» Activity list
- 1) Copy the passage of the essay "Inevitability vs. Fatality" below verbatim, starting at "I’ve thought about" and ending at "at an extreme.".
- 2) Proceed with the essay "Inevitability vs. Fatality" below, writing on from its final sentence.

Top of Supplied passage

Inevitability vs. Fatality

2/22/2018

I’ve thought about how everything would just trend toward getting worse with little to no sign of undoing itself, and there’s a pattern I’ve noticed. When it comes to death, and anything else that happens, it’s pretty much been the same reaction. There are those stages of grief that psychologists bring up, something along the lines of the initial shock, depression, then acceptance, though there’s more stages, I think anger is in between a couple of those. And from what I’ve felt, the anger and depression stages are more of a cycle back and forth. Essentially the feeling of wanting to die versus the feeling of wanting others to die, at an extreme.

I’m trying to catch myself in these locked patterns, for one thing. Once I’m able to exit the loop, I can move on more effectively toward a solution that doesn’t make things worse. Something to at least solve for myself, because at the current position I’m in, I can’t rewrite the world.

Bottom of Supplied passage
Top of Information given

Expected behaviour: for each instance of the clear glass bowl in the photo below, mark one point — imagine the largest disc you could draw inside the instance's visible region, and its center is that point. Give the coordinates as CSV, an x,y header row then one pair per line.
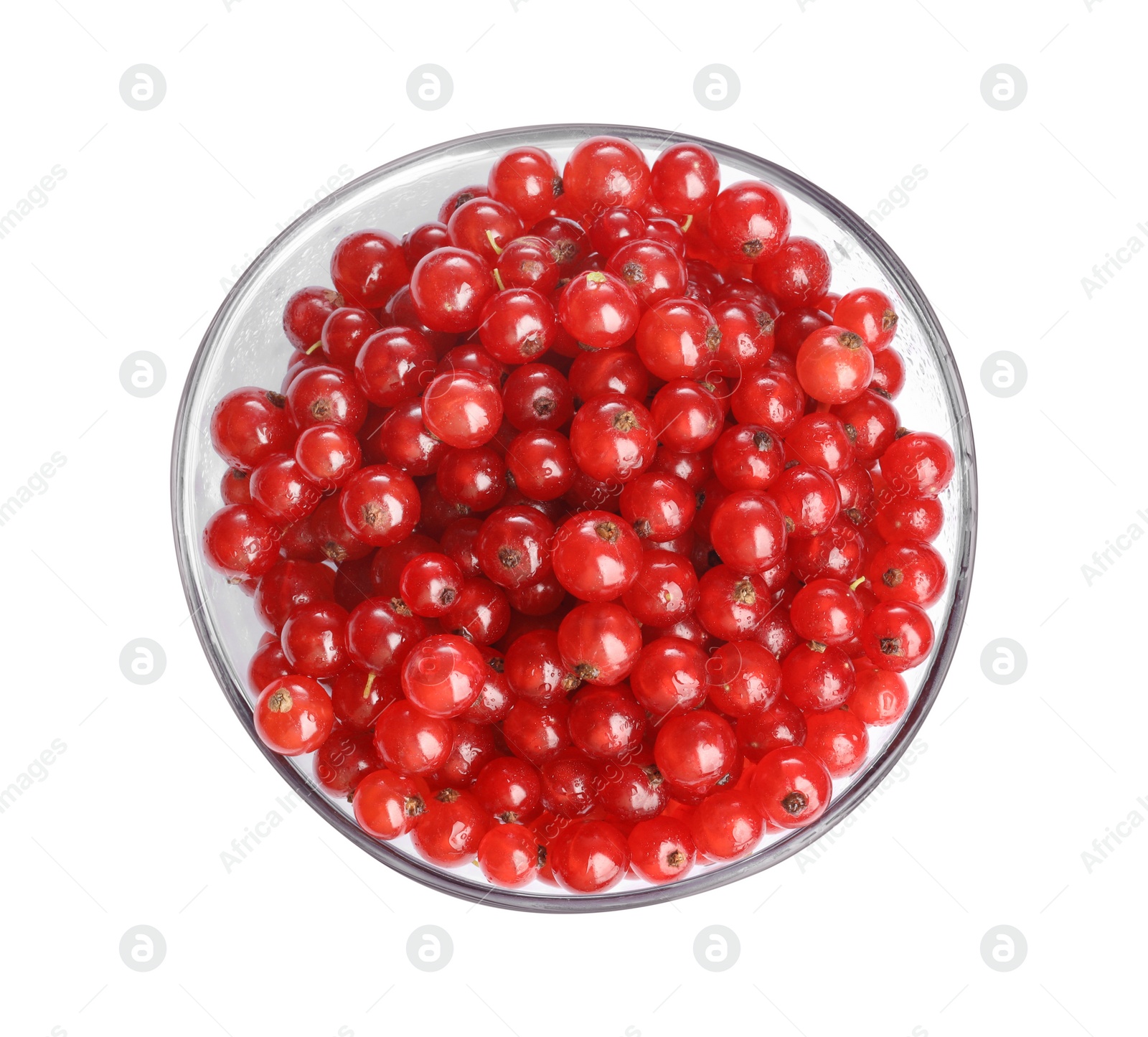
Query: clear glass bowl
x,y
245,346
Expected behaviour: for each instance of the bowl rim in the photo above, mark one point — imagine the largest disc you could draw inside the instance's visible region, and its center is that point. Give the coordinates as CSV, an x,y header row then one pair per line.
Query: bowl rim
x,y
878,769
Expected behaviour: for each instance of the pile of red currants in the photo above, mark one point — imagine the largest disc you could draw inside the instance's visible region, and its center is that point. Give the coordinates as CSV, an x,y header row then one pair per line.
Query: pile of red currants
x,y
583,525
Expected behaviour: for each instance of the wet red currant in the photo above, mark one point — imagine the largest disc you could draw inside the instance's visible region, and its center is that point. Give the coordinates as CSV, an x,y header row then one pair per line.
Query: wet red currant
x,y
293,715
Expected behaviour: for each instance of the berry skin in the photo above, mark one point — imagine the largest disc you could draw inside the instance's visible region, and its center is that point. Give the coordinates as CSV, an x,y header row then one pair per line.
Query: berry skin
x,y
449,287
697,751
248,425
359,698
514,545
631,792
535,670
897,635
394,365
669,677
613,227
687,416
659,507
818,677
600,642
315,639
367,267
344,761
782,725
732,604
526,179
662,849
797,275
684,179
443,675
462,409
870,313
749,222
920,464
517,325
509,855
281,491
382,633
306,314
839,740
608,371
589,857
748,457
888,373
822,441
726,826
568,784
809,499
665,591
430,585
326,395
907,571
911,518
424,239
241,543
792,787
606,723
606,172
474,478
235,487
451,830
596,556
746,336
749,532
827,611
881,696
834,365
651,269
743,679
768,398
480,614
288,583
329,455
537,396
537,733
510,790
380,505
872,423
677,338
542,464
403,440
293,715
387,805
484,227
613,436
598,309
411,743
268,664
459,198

Bottom of Information given

» Your written answers
- 1)
I’ve thought about how everything would just trend toward getting worse with little to no sign of undoing itself, and there’s a pattern I’ve noticed. When it comes to death, and anything else that happens, it’s pretty much been the same reaction. There are those stages of grief that psychologists bring up, something along the lines of the initial shock, depression, then acceptance, though there’s more stages, I think anger is in between a couple of those. And from what I’ve felt, the anger and depression stages are more of a cycle back and forth. Essentially the feeling of wanting to die versus the feeling of wanting others to die, at an extreme.

- 2)
It’s a strange approach, instead of thinking everything is going to lead to death, I have to think of it like it is a death, with regards to it’s something that happened instead of something that might. It’s just often a part of my mind dying, and having enough to continue. I still haven’t dropped out of some cycles, though. I still think of the entire human species burning to death, or freezing instead, maybe. But it’s not the whole species I’d be after. There’s just too many to count, afflicted by the mind virus, no matter the side, but it’s often one of the sides from at least what’s made apparent. The fact that I’m not constantly under fire or stabbing or whatever speaks something against the mindset I might drop into at times. It sounds crazy on writing but it makes sense in my head, because I have a constantly declining sense of reality and what it counts for. For one thing, I’m looking into how demons can be brought into the world, and I’m not entirely sure why.